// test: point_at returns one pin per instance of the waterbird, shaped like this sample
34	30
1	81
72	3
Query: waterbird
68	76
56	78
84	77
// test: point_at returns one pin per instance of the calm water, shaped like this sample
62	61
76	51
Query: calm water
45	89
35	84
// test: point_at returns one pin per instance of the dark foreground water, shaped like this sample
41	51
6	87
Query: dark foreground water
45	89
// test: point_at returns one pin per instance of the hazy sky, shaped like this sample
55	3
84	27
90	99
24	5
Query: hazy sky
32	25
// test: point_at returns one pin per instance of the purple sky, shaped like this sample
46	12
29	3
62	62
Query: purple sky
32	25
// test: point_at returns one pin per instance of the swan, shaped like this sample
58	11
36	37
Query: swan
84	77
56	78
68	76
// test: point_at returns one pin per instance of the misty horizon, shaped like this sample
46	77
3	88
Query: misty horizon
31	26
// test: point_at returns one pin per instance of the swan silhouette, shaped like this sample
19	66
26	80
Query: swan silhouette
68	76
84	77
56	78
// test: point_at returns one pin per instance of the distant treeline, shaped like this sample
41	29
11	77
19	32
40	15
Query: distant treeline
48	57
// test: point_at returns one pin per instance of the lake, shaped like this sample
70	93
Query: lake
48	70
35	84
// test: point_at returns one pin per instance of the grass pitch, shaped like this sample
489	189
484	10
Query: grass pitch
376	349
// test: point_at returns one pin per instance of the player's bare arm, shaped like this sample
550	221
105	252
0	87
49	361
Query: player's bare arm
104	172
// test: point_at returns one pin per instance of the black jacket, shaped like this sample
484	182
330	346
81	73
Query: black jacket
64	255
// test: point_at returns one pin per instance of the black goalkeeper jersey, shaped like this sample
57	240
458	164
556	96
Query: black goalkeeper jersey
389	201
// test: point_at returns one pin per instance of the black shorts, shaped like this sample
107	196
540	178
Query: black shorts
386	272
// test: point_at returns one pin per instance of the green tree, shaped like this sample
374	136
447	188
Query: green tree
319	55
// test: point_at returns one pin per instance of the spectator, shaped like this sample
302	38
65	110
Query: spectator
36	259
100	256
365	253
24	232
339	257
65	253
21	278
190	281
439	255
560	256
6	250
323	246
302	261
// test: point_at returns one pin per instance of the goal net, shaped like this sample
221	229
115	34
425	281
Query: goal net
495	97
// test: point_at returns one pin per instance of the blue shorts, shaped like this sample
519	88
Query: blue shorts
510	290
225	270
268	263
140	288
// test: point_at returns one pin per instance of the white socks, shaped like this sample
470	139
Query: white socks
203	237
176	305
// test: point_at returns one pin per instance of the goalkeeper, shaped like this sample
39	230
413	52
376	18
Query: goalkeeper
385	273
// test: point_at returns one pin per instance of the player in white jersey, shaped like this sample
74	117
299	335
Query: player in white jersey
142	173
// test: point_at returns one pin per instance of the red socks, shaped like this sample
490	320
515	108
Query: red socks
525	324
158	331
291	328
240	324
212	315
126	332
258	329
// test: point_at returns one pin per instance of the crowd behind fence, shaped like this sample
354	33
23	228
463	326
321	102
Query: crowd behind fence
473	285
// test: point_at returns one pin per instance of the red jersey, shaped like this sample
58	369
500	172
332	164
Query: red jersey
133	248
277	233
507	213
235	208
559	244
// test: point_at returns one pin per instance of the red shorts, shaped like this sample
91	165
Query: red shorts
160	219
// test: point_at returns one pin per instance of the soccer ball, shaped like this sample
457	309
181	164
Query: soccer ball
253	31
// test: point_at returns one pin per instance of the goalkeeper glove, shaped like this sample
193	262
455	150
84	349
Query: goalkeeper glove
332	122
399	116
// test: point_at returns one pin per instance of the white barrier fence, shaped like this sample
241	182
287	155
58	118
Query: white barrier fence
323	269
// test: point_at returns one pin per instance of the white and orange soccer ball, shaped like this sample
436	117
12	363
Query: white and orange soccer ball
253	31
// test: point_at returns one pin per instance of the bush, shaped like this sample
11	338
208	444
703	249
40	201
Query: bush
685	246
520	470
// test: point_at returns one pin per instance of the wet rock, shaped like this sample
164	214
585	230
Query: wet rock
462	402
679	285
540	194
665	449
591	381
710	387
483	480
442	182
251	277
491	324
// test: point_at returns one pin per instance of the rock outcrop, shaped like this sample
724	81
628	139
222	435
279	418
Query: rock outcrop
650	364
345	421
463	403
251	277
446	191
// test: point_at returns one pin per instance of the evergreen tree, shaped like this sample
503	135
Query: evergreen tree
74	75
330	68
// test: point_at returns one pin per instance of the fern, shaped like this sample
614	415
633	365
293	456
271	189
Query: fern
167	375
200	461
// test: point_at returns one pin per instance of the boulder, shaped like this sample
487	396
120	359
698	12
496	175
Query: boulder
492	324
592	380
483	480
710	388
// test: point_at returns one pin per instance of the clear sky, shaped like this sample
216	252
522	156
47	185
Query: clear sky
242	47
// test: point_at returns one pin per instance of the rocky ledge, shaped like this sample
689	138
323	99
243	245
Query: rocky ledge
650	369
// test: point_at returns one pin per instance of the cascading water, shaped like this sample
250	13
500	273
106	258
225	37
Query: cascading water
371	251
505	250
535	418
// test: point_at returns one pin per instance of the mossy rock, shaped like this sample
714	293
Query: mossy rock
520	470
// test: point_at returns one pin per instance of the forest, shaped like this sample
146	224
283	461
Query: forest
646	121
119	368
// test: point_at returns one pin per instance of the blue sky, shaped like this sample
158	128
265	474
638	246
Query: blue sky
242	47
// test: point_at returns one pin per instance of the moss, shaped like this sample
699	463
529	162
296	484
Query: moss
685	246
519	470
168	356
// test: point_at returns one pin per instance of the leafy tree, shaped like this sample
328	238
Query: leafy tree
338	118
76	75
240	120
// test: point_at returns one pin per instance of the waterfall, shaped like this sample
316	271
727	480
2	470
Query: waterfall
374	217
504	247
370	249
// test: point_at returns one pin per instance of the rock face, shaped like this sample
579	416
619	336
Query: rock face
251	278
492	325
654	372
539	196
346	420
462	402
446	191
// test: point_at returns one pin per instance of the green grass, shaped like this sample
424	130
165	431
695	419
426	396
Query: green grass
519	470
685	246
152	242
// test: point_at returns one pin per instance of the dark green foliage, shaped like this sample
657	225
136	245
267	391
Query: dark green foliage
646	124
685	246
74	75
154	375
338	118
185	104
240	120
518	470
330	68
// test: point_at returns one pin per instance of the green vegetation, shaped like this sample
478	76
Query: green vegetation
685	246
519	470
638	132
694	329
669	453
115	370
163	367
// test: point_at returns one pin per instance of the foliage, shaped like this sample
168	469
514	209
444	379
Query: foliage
__________________________________________________
◆ Aim of the task
Write every line of the records above as a numbered list, leaving out any blank lines.

◆ Task answer
1. // test: point_at returns one pin per instance of the waterbird, shaped like this sample
2. 34	30
3. 1	81
4. 72	3
5. Query: waterbird
6. 68	76
7. 56	78
8. 84	77
9. // test: point_at returns one pin per instance of the calm water, shaped like this sample
10. 62	61
11. 76	51
12. Query: calm water
13. 45	89
14. 35	84
15. // test: point_at returns one pin per instance of the dark foreground water, shaped like this sample
16. 41	51
17. 6	87
18. Query: dark foreground water
19. 45	89
20. // test: point_at returns one pin per instance of the hazy sky, shaped like this sample
21. 55	3
22. 84	27
23. 90	99
24. 24	5
25. Query: hazy sky
26. 32	25
27. // test: point_at returns one pin per instance of the purple sky, shaped like this sample
28. 46	12
29. 29	3
30. 62	62
31. Query: purple sky
32. 32	25
33. // test: point_at returns one pin per instance of the swan, shaped like this sample
34. 58	11
35. 36	37
36. Query: swan
37. 84	77
38. 56	78
39. 68	76
40. // test: point_at returns one pin per instance of the misty horizon, shaped like this sample
41. 46	77
42. 3	88
43. Query: misty horizon
44. 31	26
45. // test: point_at returns one pin per instance of the swan silhouette, shaped like this sample
46. 19	66
47. 26	80
48. Query: swan silhouette
49. 68	76
50. 84	77
51. 56	78
52. // test: point_at returns one pin per instance of the distant treeline, shaped like this sample
53. 41	29
54. 11	77
55. 19	32
56. 40	15
57. Query: distant treeline
58. 48	57
59. // test: point_at returns one pin per instance of the lake, shaped like this sample
60. 70	93
61. Query: lake
62. 48	70
63. 35	84
64. // test: point_at returns one pin per instance of the grass pitch, shaped like this sample
65. 489	189
66. 484	10
67. Query: grass pitch
68. 376	349
69. // test: point_at returns one pin per instance of the player's bare arm, shaped like this sample
70. 550	221
71. 105	252
72. 0	87
73. 49	361
74. Query: player's bare arm
75. 104	172
76. // test: point_at returns one pin per instance of the black jacket, shaped like this sample
77. 484	182
78. 330	346
79. 81	73
80. Query: black jacket
81. 64	255
82. // test: point_at returns one pin per instance of the black goalkeeper jersey, shaped like this sample
83. 57	240
84. 458	164
85. 556	96
86. Query: black goalkeeper jersey
87. 389	201
88. // test: point_at returns one pin per instance of the black shorts, shaped like this sample
89. 107	196
90. 540	178
91. Query: black shorts
92. 386	272
93. // test: point_at returns one pin per instance of the green tree, shaped like this sample
94. 374	136
95. 447	188
96. Query: green tree
97. 319	55
98. // test: point_at returns one pin per instance of the spectator, shaped like this sample
99. 302	38
100. 65	110
101. Query: spectator
102. 36	259
103. 100	256
104. 365	253
105. 24	232
106. 339	257
107. 65	253
108. 21	278
109. 190	281
110. 439	255
111. 560	256
112. 6	250
113. 323	246
114. 302	261
115. // test: point_at returns one pin per instance of the goal net, shaped like this sample
116. 221	229
117. 115	34
118. 425	281
119. Query: goal net
120. 495	97
121. // test: point_at returns one pin per instance of the blue shorts, shaped like this sample
122. 519	88
123. Query: blue shorts
124. 510	290
125. 225	270
126. 268	263
127. 140	288
128. // test: point_at returns one pin per instance of the white socks, shaped like this sample
129. 470	139
130. Query: white socks
131. 203	237
132. 176	305
133. // test: point_at returns one pin per instance of the goalkeeper, shaped like this sample
134. 39	230
135. 413	52
136. 376	18
137. Query: goalkeeper
138. 385	273
139. // test: point_at returns one pin per instance of the player in white jersey, shaped like this sample
140. 74	117
141. 299	335
142. Query: player in white jersey
143. 142	173
144. // test: point_at returns one pin per instance of the red socks, shaped like this sample
145. 490	320
146. 515	108
147. Query: red socks
148. 525	324
149. 158	331
150. 291	328
151. 240	324
152. 212	315
153. 126	332
154. 258	329
155. // test: point_at returns one pin per instance of the crowd behind fence, shaped like this sample
156. 354	33
157. 23	228
158. 463	326
159. 321	102
160. Query: crowd behind fence
161. 473	285
162. // test: point_at returns one pin per instance of the red jersey, shaped like this sample
163. 58	369
164. 500	172
165. 332	164
166. Query: red jersey
167. 133	248
168. 277	233
169. 507	213
170. 235	208
171. 559	244
172. // test: point_at returns one pin per instance of the red shorts, shaped like this sample
173. 91	165
174. Query: red shorts
175. 160	219
176. // test: point_at returns one pin per instance of the soccer ball, shaped like this sample
177. 457	309
178. 181	164
179. Query: soccer ball
180. 253	31
181. // test: point_at returns one pin per instance of the goalkeeper glove, shaped like this sample
182. 193	262
183. 455	150
184. 84	349
185. Query: goalkeeper glove
186. 332	122
187. 399	116
188. // test: point_at returns one pin per instance of the white barrier fence, shaped like this sample
189. 241	182
190. 287	155
191. 58	118
192. Query: white barrier fence
193. 323	269
194. // test: point_at returns one pin per instance of the white and orange soccer ball, shaped like this sample
195. 436	117
196. 12	363
197. Query: white and orange soccer ball
198. 253	31
199. // test: point_at returns one pin per instance of the bush, shaped like this sample
200. 11	338
201. 208	444
202. 703	249
203. 40	201
204. Query: bush
205. 685	246
206. 520	470
207. // test: point_at returns one pin per instance of the wet rock, shaped like this sample
208. 164	214
209. 585	230
210. Query: wet rock
211. 462	402
212. 679	285
213. 540	194
214. 665	449
215. 591	381
216. 710	387
217. 483	480
218. 442	182
219. 251	277
220. 491	324
221. // test: point_at returns one pin per instance of the rock outcrop, shaped like this sample
222. 724	81
223. 628	139
224. 222	435
225. 279	418
226. Query: rock outcrop
227. 650	364
228. 345	421
229. 463	403
230. 251	277
231. 446	191
232. // test: point_at returns one pin per instance of the evergreen tree, shaped like this sample
233. 503	135
234. Query: evergreen tree
235. 74	75
236. 330	68
237. // test: point_at returns one pin per instance of the fern, shaped like this sample
238. 614	415
239. 633	365
240. 293	456
241. 271	189
242. Query: fern
243. 167	375
244. 200	461
245. // test: point_at returns one pin per instance of the boulder, shaped like this sample
246. 487	396
247. 120	359
248. 698	12
249. 496	175
250. Query: boulder
251. 492	324
252. 592	380
253. 483	480
254. 710	388
255. // test: point_at returns one pin per instance of the clear sky, shaped like this sample
256. 216	252
257. 522	156
258. 47	185
259. Query: clear sky
260. 242	47
261. // test: point_at returns one pin per instance of the rocky ledge, shaped like this sample
262. 689	138
263. 323	99
264. 243	245
265. Query: rocky ledge
266. 650	369
267. // test: point_at returns one pin per instance of the cascading water, shaped like this sample
268. 250	13
269. 500	273
270. 106	258
271. 225	37
272. Query: cascading water
273. 371	251
274. 505	250
275. 535	418
276. // test: point_at returns one pin per instance of the mossy rock, shaped like this sample
277. 714	293
278. Query: mossy rock
279. 520	470
280. // test: point_at returns one pin per instance of the forest, shaped like this sample
281. 146	224
282. 283	461
283. Query: forest
284. 646	121
285. 119	368
286. // test: point_at returns one pin per instance of the blue sky, shaped like this sample
287. 158	128
288. 265	474
289. 638	246
290. Query: blue sky
291. 242	47
292. // test: point_at returns one pin per instance of the moss, shaped like this sample
293. 699	463
294. 529	162
295. 296	484
296. Query: moss
297. 685	246
298. 519	470
299. 168	356
300. // test: point_at returns one pin per instance of the leafy tree, shaped like this sample
301. 328	238
302. Query: leafy tree
303. 338	118
304. 76	75
305. 240	120
306. // test: point_at returns one pin per instance of the waterfall, shaped like this sample
307. 316	271
308. 727	480
309. 2	470
310. Query: waterfall
311. 374	217
312. 504	247
313. 370	249
314. // test: point_at returns one pin per instance of the rock face, shaped like this sample
315. 579	416
316. 619	336
317. Query: rock face
318. 251	278
319. 492	325
320. 654	372
321. 539	196
322. 346	420
323. 462	402
324. 446	191
325. // test: point_at returns one pin per instance of the green grass, shaped like this sample
326. 424	130
327. 165	431
328. 695	419
329. 426	396
330. Query: green grass
331. 519	470
332. 685	246
333. 152	242
334. // test: point_at returns one pin per instance of the dark green foliage, shaped like this sample
335. 657	225
336. 136	245
337. 267	391
338. Query: dark green foliage
339. 646	124
340. 685	246
341. 74	75
342. 154	375
343. 338	118
344. 185	104
345. 240	120
346. 518	470
347. 330	68
348. // test: point_at returns one pin per instance of the green vegetation, shaped like this sample
349. 478	76
350. Query: green vegetation
351. 685	246
352. 519	470
353. 638	132
354. 694	329
355. 669	453
356. 115	370
357. 163	367
358. // test: point_at returns one pin per instance of the foliage, shaped like this sample
359. 168	469
360. 514	209
361. 444	379
362. Query: foliage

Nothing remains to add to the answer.